Transcribe the data below verbatim, beginning with its first line and continuing through the line containing "x=185 y=107", with both of those lines included.

Information supplied |
□ □ □ □ □

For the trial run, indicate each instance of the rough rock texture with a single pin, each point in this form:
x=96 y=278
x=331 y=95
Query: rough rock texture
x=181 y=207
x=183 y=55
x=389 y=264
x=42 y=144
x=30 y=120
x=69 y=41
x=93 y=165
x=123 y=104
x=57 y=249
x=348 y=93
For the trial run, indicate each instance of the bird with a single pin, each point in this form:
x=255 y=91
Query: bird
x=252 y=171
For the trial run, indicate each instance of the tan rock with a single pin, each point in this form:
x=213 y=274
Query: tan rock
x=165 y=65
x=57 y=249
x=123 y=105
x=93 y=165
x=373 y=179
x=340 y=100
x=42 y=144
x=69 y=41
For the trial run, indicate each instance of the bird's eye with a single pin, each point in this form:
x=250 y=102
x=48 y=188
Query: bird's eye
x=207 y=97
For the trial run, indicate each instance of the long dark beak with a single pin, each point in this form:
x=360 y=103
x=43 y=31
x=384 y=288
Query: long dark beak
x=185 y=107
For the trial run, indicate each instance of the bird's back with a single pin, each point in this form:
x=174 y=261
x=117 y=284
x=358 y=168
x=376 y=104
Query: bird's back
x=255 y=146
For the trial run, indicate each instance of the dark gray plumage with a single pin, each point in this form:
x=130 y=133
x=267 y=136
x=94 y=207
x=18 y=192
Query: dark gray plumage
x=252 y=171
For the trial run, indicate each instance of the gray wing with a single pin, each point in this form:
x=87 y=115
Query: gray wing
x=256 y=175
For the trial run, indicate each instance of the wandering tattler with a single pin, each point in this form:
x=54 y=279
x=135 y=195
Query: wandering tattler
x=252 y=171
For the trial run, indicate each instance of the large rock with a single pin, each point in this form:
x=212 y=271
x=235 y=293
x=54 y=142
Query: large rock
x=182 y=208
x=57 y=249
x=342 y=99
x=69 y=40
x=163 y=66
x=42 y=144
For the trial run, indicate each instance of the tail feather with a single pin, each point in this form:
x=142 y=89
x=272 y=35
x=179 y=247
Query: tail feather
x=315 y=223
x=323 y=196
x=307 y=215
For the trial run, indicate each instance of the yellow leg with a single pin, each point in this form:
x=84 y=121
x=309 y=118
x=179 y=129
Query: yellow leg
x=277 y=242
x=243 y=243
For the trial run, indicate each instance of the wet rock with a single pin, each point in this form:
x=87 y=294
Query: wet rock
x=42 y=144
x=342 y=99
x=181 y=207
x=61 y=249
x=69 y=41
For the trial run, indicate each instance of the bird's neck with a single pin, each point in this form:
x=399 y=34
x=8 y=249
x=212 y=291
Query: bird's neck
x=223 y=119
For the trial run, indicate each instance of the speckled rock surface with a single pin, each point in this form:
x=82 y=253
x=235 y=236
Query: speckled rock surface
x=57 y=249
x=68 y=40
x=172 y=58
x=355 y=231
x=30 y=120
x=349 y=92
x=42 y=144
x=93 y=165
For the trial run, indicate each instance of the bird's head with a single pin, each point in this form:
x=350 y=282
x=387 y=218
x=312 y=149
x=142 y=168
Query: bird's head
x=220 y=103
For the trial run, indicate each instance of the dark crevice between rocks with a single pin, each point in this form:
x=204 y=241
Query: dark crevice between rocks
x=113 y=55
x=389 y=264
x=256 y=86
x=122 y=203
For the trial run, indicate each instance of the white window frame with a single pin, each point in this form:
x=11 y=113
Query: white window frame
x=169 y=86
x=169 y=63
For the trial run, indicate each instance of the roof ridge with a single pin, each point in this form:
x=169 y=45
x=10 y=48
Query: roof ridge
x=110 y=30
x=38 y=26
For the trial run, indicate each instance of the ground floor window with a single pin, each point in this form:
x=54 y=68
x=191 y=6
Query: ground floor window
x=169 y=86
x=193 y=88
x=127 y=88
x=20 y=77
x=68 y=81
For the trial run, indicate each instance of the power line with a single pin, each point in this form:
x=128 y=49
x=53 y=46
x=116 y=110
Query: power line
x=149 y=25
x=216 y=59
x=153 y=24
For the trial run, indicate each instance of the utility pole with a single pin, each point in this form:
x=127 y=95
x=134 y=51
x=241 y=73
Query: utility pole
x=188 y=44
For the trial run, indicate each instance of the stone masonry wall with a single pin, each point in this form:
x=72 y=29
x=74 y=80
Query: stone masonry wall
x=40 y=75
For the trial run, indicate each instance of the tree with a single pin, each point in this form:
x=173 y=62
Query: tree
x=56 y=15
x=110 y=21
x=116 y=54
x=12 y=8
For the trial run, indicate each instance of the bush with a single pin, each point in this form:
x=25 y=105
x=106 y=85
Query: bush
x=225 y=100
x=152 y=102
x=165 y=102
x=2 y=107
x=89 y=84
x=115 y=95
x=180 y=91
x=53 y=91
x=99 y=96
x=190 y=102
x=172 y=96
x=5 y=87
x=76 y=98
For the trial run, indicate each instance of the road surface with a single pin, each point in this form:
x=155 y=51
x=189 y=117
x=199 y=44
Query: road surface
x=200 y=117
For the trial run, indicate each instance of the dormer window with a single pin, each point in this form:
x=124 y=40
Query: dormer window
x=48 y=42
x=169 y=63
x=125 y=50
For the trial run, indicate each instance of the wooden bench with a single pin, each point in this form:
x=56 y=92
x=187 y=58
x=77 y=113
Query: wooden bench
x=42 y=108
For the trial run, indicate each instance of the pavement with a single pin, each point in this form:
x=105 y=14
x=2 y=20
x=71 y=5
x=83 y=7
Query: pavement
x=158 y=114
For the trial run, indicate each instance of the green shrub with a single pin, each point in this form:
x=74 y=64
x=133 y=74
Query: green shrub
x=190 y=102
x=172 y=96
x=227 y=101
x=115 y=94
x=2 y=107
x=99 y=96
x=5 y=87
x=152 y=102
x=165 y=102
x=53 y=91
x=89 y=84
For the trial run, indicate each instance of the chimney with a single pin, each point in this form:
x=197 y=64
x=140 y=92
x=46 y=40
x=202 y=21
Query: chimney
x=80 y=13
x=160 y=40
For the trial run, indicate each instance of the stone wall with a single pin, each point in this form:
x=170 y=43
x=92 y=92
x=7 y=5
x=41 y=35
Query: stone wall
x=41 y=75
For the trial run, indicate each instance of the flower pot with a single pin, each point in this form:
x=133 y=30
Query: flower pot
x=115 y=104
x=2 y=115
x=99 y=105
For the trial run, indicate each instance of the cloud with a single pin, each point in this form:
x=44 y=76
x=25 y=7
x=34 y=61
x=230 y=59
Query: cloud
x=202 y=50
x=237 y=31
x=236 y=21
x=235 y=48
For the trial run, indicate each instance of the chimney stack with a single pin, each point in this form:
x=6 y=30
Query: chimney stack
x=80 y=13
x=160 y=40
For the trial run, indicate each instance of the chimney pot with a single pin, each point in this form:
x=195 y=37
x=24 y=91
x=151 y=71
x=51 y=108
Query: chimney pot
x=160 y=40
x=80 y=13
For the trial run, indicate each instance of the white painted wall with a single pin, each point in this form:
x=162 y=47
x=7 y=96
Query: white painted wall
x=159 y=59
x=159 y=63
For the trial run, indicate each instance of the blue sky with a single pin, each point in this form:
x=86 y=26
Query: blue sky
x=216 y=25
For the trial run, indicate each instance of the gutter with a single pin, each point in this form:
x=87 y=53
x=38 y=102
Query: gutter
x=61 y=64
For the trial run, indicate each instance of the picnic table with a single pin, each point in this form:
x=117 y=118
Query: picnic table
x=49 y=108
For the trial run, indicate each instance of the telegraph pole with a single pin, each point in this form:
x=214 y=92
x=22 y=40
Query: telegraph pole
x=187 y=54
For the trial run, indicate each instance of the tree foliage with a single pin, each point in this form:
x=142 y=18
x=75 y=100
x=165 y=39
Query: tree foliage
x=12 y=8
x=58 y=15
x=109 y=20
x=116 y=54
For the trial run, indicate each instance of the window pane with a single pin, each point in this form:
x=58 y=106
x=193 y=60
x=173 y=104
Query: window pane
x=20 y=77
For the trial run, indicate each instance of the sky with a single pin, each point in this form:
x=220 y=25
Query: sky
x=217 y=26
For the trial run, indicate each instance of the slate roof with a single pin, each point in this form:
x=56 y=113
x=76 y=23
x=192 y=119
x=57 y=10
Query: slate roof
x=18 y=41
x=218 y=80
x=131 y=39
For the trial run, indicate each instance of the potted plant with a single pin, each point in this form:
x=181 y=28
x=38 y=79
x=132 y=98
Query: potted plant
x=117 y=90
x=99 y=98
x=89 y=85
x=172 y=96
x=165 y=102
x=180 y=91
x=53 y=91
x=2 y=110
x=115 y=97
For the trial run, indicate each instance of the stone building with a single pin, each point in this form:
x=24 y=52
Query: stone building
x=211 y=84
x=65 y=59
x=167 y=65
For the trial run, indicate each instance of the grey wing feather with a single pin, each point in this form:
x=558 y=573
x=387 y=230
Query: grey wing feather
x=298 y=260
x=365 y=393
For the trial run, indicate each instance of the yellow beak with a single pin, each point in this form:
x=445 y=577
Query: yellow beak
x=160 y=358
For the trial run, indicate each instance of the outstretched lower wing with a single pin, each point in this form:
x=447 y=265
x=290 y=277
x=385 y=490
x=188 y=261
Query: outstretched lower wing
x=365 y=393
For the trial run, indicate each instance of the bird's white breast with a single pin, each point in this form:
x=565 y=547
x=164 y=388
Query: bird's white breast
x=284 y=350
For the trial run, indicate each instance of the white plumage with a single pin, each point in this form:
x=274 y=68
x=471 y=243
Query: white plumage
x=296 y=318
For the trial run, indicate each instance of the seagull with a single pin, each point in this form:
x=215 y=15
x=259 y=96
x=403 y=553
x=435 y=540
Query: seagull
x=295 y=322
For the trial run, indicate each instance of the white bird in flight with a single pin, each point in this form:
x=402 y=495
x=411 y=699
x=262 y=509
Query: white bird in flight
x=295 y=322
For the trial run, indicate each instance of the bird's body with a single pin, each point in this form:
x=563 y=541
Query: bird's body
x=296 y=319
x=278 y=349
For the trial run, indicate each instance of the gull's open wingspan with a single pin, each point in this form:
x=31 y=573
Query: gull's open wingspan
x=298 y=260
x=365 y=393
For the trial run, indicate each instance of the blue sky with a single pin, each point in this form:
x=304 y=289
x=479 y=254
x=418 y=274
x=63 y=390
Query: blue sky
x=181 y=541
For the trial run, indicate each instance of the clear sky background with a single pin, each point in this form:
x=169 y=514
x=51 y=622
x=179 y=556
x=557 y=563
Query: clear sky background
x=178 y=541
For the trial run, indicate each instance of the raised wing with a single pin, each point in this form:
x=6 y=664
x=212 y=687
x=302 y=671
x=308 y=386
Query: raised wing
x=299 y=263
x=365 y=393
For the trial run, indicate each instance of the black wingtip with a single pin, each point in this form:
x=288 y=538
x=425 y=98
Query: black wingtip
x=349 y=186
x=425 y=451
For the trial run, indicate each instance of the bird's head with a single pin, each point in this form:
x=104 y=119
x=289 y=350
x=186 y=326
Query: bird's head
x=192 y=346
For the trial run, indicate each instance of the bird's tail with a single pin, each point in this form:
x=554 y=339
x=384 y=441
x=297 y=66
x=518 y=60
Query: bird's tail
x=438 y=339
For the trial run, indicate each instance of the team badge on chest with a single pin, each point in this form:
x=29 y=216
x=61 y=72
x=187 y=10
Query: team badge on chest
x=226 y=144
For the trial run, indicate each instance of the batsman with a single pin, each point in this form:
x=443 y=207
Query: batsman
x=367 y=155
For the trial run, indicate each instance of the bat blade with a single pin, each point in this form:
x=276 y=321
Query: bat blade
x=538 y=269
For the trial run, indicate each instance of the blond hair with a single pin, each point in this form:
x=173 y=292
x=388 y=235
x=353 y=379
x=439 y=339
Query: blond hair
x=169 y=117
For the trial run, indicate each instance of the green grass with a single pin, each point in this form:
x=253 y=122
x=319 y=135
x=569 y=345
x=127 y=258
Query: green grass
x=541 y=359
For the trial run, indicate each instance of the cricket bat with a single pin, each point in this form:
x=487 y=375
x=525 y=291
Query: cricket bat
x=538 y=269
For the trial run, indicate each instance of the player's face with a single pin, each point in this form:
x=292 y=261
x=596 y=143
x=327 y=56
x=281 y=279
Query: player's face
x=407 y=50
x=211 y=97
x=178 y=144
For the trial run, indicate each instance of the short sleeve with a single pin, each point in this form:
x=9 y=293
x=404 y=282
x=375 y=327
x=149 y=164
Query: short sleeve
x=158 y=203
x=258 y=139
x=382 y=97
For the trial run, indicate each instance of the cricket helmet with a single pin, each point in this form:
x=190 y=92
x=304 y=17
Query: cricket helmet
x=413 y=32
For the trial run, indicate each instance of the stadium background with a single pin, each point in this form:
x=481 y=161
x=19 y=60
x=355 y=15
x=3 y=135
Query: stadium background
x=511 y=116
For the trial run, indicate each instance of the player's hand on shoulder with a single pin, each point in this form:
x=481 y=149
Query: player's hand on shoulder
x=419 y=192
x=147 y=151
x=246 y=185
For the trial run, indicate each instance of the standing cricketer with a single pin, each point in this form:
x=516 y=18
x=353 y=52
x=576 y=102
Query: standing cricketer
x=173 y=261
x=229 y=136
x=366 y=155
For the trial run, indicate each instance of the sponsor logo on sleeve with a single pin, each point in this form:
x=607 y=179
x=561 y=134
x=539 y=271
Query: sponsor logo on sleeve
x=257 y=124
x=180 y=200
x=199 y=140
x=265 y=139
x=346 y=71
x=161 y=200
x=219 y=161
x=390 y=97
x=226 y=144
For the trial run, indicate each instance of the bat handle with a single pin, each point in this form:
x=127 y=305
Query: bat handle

□ □ □ □ □

Completed exercise |
For the trial run, indicate each instance of the rough rock texture with a single pin, each point in this form:
x=96 y=278
x=331 y=95
Query: rough rock texture
x=181 y=207
x=183 y=55
x=389 y=264
x=42 y=144
x=30 y=120
x=69 y=41
x=93 y=165
x=123 y=104
x=57 y=249
x=348 y=93
For the trial run, indicate each instance of the bird with a single pin, each point in this form:
x=255 y=91
Query: bird
x=252 y=171
For the trial run, indicate each instance of the tan rock with a single pin, each point in this form:
x=213 y=274
Query: tan rock
x=165 y=65
x=57 y=249
x=123 y=105
x=93 y=165
x=373 y=179
x=340 y=100
x=42 y=144
x=69 y=41
For the trial run, indicate each instance of the bird's eye with a single pin, each point in this form:
x=250 y=102
x=48 y=188
Query: bird's eye
x=207 y=97
For the trial run, indicate each instance of the long dark beak with a single pin, each point in this form:
x=360 y=103
x=43 y=31
x=384 y=288
Query: long dark beak
x=185 y=107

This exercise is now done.